What the task asks:
Once the line containing "the gold statement" is located, give it again exactly, together with each line that follows it to the end of the entries, and add nothing else.

(Region pointing data)
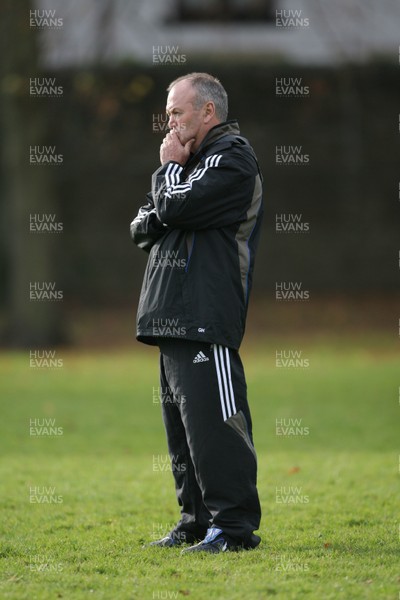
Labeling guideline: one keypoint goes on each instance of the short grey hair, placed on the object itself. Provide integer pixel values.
(207, 88)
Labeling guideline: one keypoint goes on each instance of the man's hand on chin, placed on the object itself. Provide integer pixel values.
(173, 149)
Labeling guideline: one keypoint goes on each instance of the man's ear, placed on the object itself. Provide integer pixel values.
(209, 111)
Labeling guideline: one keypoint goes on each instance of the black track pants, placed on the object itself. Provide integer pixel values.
(209, 433)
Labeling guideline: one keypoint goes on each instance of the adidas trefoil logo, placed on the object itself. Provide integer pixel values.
(200, 357)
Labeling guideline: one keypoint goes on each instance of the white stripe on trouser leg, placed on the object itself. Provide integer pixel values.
(232, 395)
(221, 393)
(224, 378)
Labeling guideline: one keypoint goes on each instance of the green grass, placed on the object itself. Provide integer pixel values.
(337, 538)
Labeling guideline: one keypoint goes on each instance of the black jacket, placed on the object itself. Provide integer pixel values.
(201, 226)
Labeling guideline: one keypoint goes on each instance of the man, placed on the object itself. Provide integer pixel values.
(201, 226)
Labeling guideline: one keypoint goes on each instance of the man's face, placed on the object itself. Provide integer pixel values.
(187, 121)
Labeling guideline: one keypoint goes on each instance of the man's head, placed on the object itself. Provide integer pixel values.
(196, 103)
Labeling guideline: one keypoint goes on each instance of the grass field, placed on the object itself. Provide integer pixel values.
(77, 507)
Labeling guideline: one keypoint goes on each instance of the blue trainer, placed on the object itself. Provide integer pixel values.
(218, 541)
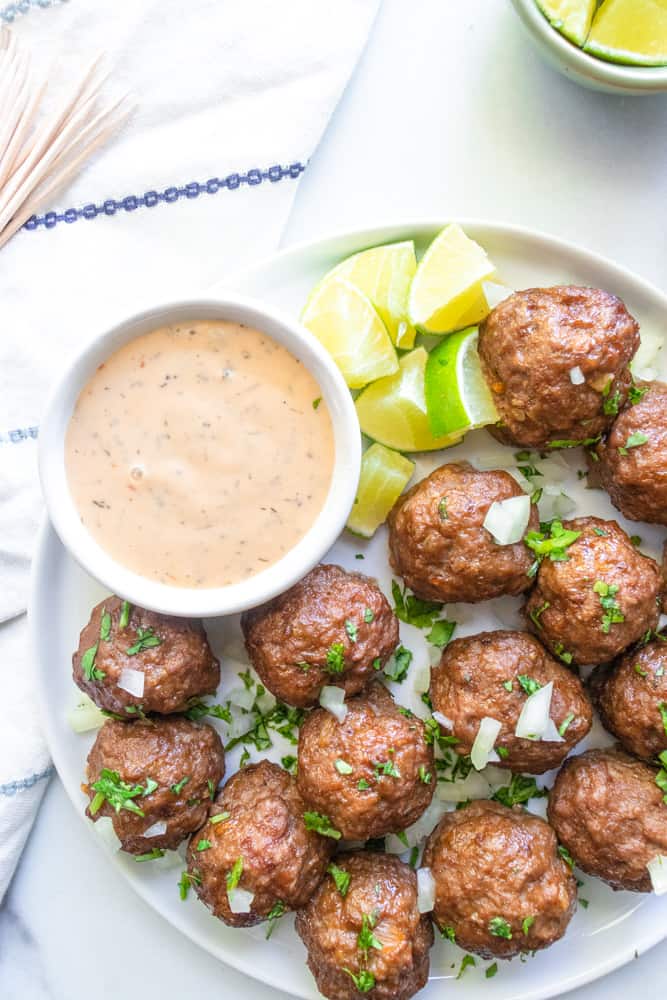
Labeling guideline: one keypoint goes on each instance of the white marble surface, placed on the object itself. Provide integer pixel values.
(450, 113)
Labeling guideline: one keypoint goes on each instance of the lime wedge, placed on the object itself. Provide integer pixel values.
(457, 395)
(630, 31)
(447, 283)
(384, 275)
(572, 18)
(393, 409)
(384, 476)
(346, 324)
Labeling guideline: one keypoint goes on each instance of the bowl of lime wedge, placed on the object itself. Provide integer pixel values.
(616, 46)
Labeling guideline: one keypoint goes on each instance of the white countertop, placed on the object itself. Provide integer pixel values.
(450, 113)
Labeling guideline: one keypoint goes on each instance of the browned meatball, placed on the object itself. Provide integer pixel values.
(173, 654)
(599, 599)
(501, 886)
(438, 544)
(257, 825)
(491, 674)
(154, 771)
(528, 346)
(632, 460)
(371, 774)
(608, 811)
(333, 627)
(365, 936)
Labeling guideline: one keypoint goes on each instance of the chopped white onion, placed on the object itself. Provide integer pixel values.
(533, 722)
(425, 890)
(487, 734)
(443, 720)
(132, 681)
(508, 519)
(657, 869)
(85, 716)
(240, 900)
(156, 830)
(333, 699)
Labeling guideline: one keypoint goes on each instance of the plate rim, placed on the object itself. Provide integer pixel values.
(366, 235)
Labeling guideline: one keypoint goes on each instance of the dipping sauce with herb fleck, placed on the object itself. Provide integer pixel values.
(199, 454)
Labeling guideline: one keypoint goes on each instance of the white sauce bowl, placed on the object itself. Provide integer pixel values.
(214, 601)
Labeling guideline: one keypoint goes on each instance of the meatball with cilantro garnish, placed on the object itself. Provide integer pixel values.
(595, 594)
(554, 360)
(155, 779)
(332, 628)
(501, 886)
(631, 462)
(491, 675)
(131, 661)
(257, 856)
(369, 773)
(364, 931)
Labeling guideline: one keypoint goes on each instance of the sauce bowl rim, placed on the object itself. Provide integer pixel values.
(189, 602)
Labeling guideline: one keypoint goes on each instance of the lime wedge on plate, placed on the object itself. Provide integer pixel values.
(384, 476)
(457, 395)
(447, 284)
(630, 31)
(346, 324)
(384, 275)
(393, 409)
(572, 18)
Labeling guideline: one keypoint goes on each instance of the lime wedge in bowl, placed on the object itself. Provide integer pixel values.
(384, 476)
(457, 396)
(384, 275)
(346, 324)
(393, 410)
(630, 31)
(572, 18)
(447, 283)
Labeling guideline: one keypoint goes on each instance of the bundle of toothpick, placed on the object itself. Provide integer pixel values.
(40, 153)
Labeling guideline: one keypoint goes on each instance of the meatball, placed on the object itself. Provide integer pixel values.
(501, 886)
(490, 675)
(372, 773)
(608, 811)
(333, 627)
(364, 932)
(157, 771)
(597, 596)
(529, 346)
(438, 544)
(172, 654)
(257, 837)
(632, 460)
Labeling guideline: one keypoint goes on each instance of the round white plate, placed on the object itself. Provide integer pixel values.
(616, 926)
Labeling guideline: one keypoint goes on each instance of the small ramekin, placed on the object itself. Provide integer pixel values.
(215, 601)
(588, 70)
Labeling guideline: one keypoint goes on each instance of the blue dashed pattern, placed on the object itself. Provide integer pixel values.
(169, 195)
(23, 784)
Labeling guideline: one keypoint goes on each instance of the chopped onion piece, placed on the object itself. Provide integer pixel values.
(132, 681)
(508, 519)
(156, 830)
(657, 869)
(425, 890)
(240, 900)
(333, 699)
(85, 716)
(534, 720)
(487, 734)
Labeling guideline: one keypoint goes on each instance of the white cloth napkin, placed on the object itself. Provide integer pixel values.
(233, 96)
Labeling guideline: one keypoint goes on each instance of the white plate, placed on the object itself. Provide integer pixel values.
(616, 926)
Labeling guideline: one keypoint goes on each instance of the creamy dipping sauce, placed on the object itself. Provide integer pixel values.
(200, 453)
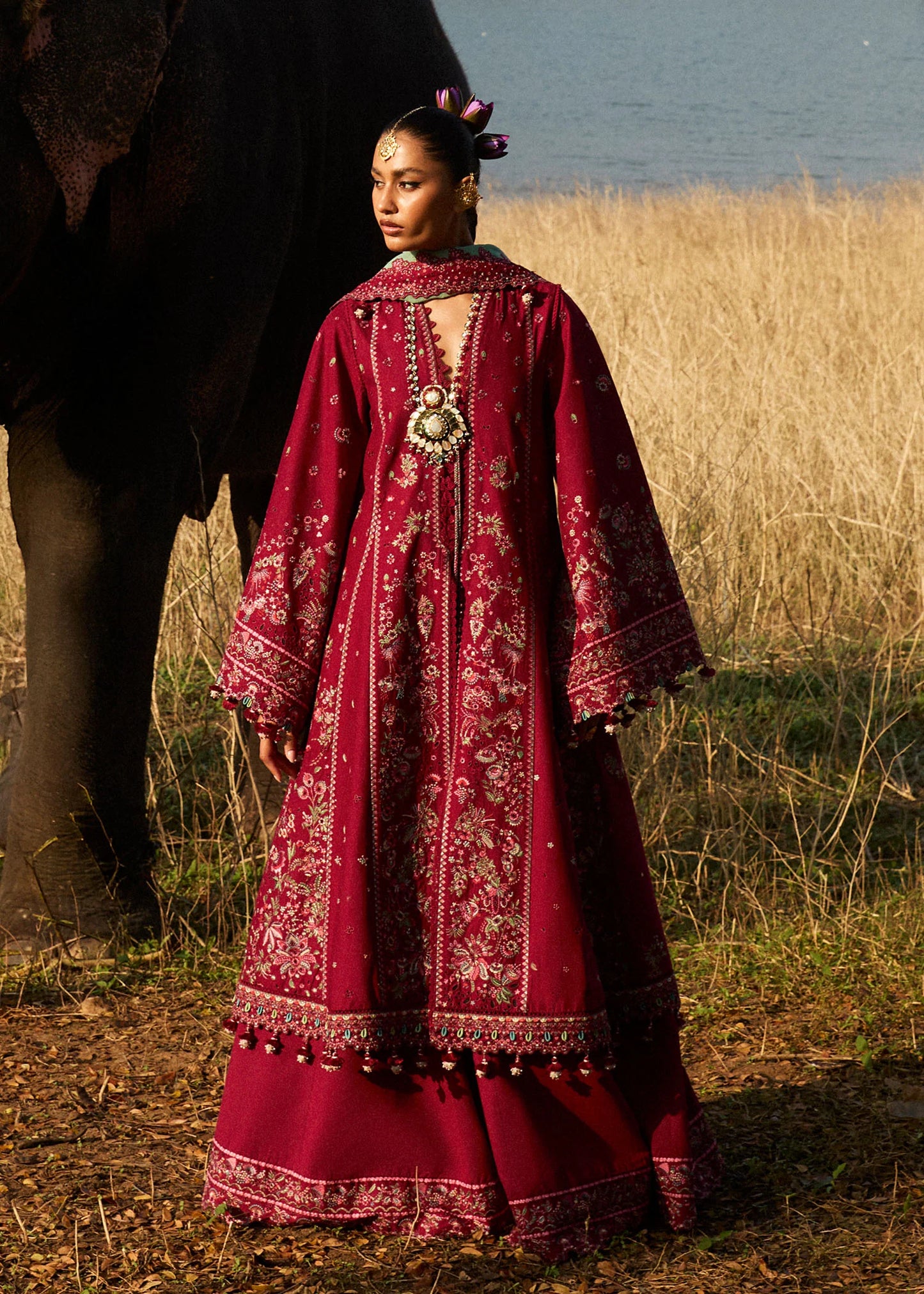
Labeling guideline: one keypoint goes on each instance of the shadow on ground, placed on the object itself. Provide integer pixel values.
(106, 1107)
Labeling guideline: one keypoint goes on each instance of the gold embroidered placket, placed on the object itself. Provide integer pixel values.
(437, 427)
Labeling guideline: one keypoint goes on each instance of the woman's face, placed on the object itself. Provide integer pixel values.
(414, 201)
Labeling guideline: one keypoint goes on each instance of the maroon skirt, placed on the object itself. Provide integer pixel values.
(561, 1164)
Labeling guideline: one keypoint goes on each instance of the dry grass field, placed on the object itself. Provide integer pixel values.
(771, 354)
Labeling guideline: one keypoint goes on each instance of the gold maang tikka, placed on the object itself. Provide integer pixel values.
(389, 141)
(467, 193)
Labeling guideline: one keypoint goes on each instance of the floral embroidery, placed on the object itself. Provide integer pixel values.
(442, 631)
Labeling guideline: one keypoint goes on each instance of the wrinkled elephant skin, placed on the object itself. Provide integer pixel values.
(183, 193)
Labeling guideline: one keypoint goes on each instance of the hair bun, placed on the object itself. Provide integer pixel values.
(475, 114)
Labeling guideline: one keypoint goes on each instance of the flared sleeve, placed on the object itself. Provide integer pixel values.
(624, 627)
(274, 654)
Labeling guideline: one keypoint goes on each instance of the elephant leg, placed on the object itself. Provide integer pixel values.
(78, 862)
(260, 793)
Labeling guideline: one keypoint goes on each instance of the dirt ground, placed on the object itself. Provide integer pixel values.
(107, 1103)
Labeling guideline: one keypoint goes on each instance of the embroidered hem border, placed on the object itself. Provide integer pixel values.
(604, 676)
(421, 1028)
(575, 1220)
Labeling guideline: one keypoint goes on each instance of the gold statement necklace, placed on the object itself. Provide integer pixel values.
(437, 429)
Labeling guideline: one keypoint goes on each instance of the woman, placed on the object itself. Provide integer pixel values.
(457, 1007)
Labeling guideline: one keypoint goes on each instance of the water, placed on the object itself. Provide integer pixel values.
(662, 92)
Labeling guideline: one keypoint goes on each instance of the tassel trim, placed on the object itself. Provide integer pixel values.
(557, 1064)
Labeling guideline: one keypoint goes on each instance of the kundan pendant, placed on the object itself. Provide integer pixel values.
(437, 427)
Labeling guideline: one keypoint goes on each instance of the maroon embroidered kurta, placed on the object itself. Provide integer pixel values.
(456, 866)
(442, 631)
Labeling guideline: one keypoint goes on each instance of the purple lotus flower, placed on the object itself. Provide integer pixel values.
(491, 145)
(476, 114)
(450, 100)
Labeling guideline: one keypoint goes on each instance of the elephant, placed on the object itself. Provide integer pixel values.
(184, 192)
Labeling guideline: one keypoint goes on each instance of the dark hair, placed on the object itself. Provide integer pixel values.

Answer for this exercise:
Labeling guideline: one keypoint goes on each instance of the gold statement necklace, placed on the object itself. Provide integer pixel values.
(437, 429)
Labeling guideline: one keypoint goes on each instance of the woman, placed on the object itself. Provide integer pixel values.
(457, 1007)
Labeling guideline: one keypoint goes on each instance of the water, placed on the object itself. Provide integer pixel values.
(662, 92)
Labeling guideline: one keypoint goes on each instance of the tassel trim, placed on the object itself. Provide integer pixel values.
(557, 1064)
Labeling guideline: one keypoint goes on each instance of the kundan pendant, placed on the object itself. Provide integer pixel values.
(437, 427)
Labeling guideline: one keypoint goes on each instance of the maroon embroidered kurta, placed on the object itself. Provide integer pixel values.
(456, 866)
(442, 631)
Labeling guideline: one keypoint goes on each instance of the purple lotus flower, placed on the object itself. Provide integer pixel values.
(491, 145)
(476, 114)
(450, 100)
Labeling guideline: one keypoint goes on each instance of the elephant, placed on the object itself. Provide integer pixel values.
(184, 192)
Labeling guideline: one keypoint goes on each instance of the dark hair, placed on the object itself. Provide integer pixel values.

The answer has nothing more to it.